◆ TAREA DEL EJERCICIO 1:
Indica si cada afirmación coincide con el fragmento del documento y responde sí o no, citando literalmente las palabras del fragmento que lo deciden: (a) la imagen fue coronada de la mano del cardenal legado; (b) en la lucha por el Reino caben los neutros; (c) la muchedumbre reunida en el santuario era pequeña.

◆ FRAGMENTO DEL DOCUMENTO:

Hora decisiva de la historia

Al coronar la imagen de la Virgen, habéis firmado el testimonio de una correspondencia filial y constante a su amor. Hicisteis más: os alistasteis como cruzados para la conquista de su Reino, que es el Reino de Dios. Y en esta lucha, no puede haber ni neutros ni indecisos.

«Bendito sea el Dios y Padre de nuestro Señor Jesucristo, Padre de las misericordias y Dios de todo consuelo, que nos consuela en cualquier tribulación nuestra» (2 Cor 1, 3-4), y con el Señor sea bendita aquella que Él constituyó Madre de misericordia, Reina y Abogada nuestra amorosísima, Medianera de sus gracias, Dispensadora de sus tesoros. […]

Expresivo símbolo de amor y gratitud

Vuestra presencia hoy en este santuario, en una muchedumbre tan inmensa que nadie puede contar, está atestiguando que la Virgen Santa, la Inmaculada Reina, cuyo Corazón materno y compasivo hizo el prodigio de Fátima, escuchó sobreabundantemente nuestras súplicas.

El amor ardiente y reconocido os ha traído y habéis querido darle una expresión sensible condensándolo y simbolizándolo en esa corona preciosa, fruto de tanta generosidad y tanto sacrificio, con que, de la mano de nuestro cardenal legado, acabamos de coronar la imagen taumaturga. […]

¿Cómo no agradecérselo? O más bien, ¿cómo agradecerlo condignamente? […] Hoy todos vosotros, todo el pueblo de la Tierra de Santa María, con los pastores de vuestras almas, con su gobierno, las súplicas ardientes, los sacrificios generosos, las solemnidades eucarísticas, los mil y un homenajes que os ha dictado el amor filial y reconocido, unisteis esa preciosa corona y con ella ceñisteis la frente de Nuestra Señora de Fátima, aquí en este oasis bendito, impregnado de lo sobrenatural, donde más sensiblemente se experimenta su prodigioso patrocinio, donde todos sentís más cerca su Corazón Inmaculado latiendo con inmensa ternura y solicitud materna por vosotros y por el mundo.

◆ DATOS REGISTRADOS:
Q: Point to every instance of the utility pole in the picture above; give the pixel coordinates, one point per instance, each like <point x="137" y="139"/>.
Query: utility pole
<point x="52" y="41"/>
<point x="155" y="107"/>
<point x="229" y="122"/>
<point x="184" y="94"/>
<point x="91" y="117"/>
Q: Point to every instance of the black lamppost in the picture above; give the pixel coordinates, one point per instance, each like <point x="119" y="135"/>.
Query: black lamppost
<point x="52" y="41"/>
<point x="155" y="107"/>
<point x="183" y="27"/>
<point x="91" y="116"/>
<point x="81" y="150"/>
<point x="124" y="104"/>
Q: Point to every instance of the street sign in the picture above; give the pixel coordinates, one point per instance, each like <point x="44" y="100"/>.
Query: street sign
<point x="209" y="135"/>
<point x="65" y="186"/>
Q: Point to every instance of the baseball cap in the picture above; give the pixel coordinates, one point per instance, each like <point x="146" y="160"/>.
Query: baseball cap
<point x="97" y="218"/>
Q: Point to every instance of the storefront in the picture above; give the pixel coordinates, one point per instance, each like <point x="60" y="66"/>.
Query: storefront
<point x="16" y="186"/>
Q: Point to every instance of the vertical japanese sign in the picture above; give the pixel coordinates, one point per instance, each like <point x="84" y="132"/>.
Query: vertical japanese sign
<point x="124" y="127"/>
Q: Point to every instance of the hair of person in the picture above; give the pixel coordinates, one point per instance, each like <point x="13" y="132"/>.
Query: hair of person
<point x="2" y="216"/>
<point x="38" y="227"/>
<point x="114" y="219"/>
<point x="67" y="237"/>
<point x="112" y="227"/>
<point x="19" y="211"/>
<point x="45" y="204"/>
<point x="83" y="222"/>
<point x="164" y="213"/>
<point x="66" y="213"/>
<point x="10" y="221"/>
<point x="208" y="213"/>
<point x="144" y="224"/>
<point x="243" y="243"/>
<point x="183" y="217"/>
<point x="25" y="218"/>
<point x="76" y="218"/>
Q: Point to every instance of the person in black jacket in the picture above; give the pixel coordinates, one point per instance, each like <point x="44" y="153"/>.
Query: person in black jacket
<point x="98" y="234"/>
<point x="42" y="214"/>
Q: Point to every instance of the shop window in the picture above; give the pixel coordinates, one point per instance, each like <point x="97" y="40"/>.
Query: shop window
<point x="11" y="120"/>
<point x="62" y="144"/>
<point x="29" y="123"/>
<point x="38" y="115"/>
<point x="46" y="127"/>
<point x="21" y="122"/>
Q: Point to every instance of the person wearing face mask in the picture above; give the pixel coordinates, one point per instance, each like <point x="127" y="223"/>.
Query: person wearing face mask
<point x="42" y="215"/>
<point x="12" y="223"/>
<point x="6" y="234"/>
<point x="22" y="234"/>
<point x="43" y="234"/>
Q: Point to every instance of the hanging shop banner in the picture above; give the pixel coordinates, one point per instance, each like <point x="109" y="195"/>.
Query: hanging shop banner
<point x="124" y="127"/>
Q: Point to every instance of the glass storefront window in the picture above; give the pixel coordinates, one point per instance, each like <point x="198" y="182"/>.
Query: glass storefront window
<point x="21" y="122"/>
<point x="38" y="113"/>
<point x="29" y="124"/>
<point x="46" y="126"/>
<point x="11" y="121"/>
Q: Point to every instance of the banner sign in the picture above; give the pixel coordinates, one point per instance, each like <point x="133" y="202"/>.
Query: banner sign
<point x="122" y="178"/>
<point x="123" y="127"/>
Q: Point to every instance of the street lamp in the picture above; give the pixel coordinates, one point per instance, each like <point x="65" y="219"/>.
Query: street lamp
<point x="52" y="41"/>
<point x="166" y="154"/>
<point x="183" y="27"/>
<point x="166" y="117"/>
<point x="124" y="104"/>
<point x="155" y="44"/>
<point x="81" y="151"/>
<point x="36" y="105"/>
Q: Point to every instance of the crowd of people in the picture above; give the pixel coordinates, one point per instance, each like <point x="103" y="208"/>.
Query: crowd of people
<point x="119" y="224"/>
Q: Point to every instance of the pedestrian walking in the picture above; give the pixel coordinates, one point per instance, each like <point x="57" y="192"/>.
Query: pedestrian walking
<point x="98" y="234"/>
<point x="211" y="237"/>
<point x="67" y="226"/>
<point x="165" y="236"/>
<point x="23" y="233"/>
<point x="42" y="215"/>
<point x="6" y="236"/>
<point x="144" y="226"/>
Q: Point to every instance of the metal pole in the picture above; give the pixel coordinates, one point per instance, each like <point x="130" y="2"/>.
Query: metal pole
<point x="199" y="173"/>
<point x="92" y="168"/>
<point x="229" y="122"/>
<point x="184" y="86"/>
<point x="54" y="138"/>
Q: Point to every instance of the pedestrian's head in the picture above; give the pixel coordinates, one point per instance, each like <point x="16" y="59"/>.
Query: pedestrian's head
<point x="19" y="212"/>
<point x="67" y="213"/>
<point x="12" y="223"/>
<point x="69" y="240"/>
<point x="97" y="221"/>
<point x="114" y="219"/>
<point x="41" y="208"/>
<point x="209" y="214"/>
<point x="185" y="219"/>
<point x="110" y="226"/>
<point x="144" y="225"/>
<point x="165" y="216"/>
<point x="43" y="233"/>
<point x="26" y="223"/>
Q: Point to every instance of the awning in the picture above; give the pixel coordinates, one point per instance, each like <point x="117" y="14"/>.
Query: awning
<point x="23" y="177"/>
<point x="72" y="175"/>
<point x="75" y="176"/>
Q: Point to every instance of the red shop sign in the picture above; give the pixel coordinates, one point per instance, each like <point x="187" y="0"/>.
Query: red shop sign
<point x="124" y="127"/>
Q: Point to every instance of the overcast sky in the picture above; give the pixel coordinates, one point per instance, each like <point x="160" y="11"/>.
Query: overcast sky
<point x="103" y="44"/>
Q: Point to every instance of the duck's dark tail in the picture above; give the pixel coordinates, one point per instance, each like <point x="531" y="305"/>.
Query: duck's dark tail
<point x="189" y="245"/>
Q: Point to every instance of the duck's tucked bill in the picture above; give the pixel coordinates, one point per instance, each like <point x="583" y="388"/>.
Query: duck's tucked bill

◆ TAREA DEL EJERCICIO 2:
Empieza en la fila que contiene "Q: Point to every instance of the duck's dark" y termina en la última fila, ambas incluidas. Convierte esas filas en una lista JSON de cadenas, una por línea y sin las líneas en blanco.

◆ RESPUESTA DE TAREA 1:
(a) Sí: «de la mano de nuestro cardenal legado, acabamos de coronar la imagen taumaturga».
(b) No: «en esta lucha, no puede haber ni neutros ni indecisos».
(c) No: «en una muchedumbre tan inmensa que nadie puede contar».

◆ RESPUESTA DE TAREA 2:
[
  "Q: Point to every instance of the duck's dark tail in the picture above; give the pixel coordinates, one point per instance, each like <point x=\"531\" y=\"305\"/>.",
  "Query: duck's dark tail",
  "<point x=\"189\" y=\"245\"/>",
  "Q: Point to every instance of the duck's tucked bill in the picture above; give the pixel coordinates, one point per instance, each like <point x=\"583\" y=\"388\"/>.",
  "Query: duck's tucked bill"
]